*** Opening of Extracted records ***

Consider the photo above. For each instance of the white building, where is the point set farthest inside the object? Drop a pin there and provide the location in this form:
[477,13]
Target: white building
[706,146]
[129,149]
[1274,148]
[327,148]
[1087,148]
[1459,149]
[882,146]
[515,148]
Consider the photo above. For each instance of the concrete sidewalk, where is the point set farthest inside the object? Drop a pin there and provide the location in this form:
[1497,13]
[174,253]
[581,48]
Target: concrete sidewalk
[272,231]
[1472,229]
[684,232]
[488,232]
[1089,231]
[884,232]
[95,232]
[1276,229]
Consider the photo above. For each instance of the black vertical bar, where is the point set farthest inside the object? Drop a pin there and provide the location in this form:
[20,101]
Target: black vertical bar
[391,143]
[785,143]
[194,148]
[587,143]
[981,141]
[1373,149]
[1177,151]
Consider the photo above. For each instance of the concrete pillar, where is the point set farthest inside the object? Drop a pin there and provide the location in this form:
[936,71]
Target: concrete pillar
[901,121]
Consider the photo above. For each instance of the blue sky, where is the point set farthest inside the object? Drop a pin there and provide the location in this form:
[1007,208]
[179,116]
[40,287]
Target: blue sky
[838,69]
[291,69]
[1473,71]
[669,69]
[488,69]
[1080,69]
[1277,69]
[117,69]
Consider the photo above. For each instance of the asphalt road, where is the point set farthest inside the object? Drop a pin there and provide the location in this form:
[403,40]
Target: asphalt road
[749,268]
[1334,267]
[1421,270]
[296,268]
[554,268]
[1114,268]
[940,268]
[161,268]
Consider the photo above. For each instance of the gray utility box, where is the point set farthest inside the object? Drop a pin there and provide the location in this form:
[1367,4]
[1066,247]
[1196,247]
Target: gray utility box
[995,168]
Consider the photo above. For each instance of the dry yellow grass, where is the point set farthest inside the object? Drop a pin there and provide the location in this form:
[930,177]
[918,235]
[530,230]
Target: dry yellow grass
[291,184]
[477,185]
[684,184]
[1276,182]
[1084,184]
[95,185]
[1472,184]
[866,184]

*** Close of Extracted records ***

About this task: Nothing should be dropped or changed, so repeat all of the entries exactly.

Solution:
Consider the photo above. For each instance of the white building, where is the point set farthest inside the object? Drop a pin there and provide the location in this form:
[477,13]
Target: white building
[706,146]
[129,149]
[1274,148]
[327,148]
[1087,148]
[1459,149]
[882,146]
[515,148]
Consider the photo above. For each instance of the concrete sidewalk, where is the point set farthest inside the object? Drop a pin there and provide the location in this form:
[1497,13]
[174,253]
[581,48]
Target: concrete sidewalk
[272,231]
[1472,229]
[684,232]
[488,232]
[1089,231]
[884,232]
[95,232]
[1276,229]
Consider the photo above. For each instance of the black vertical bar, where is the point set farthest inside the object? Drop a pin there and provide the location in this form:
[20,101]
Target: black vertical bar
[391,143]
[785,143]
[194,148]
[587,143]
[981,141]
[1373,149]
[1177,151]
Consider the photo above. For each instance of the concrete pillar, where is the point set farthest inside the object? Drop a pin there and provide the location in this form:
[936,71]
Target: concrete pillar
[901,121]
Consider the photo above. For each instance of the blue sky, where is the point set farthest inside the object? Drop a pin there and provide the location in this form:
[1007,208]
[179,116]
[40,287]
Target: blue sky
[838,69]
[291,69]
[1473,71]
[669,69]
[488,69]
[1080,69]
[1277,69]
[117,69]
Consider the photo above. For each instance of the asphalt road, where is the point set farthest inside the object? Drop a pin there and provide the location in this form:
[403,40]
Target: asphalt road
[749,268]
[1334,267]
[1421,270]
[296,268]
[554,268]
[1114,268]
[940,268]
[161,268]
Consider the photo above. For each instance of the gray utility box, where is the point set farthest inside the object? Drop a pin there and provide the location in this form:
[1367,4]
[1066,247]
[1196,247]
Target: gray utility box
[995,168]
Consider the photo above. For each instance of the dry yellow grass, where is the point set farthest inside the object? Drop a pin there and provide the location in this form:
[930,177]
[918,235]
[530,230]
Target: dry yellow grass
[291,184]
[477,185]
[684,184]
[1276,182]
[1084,184]
[95,185]
[1472,184]
[866,184]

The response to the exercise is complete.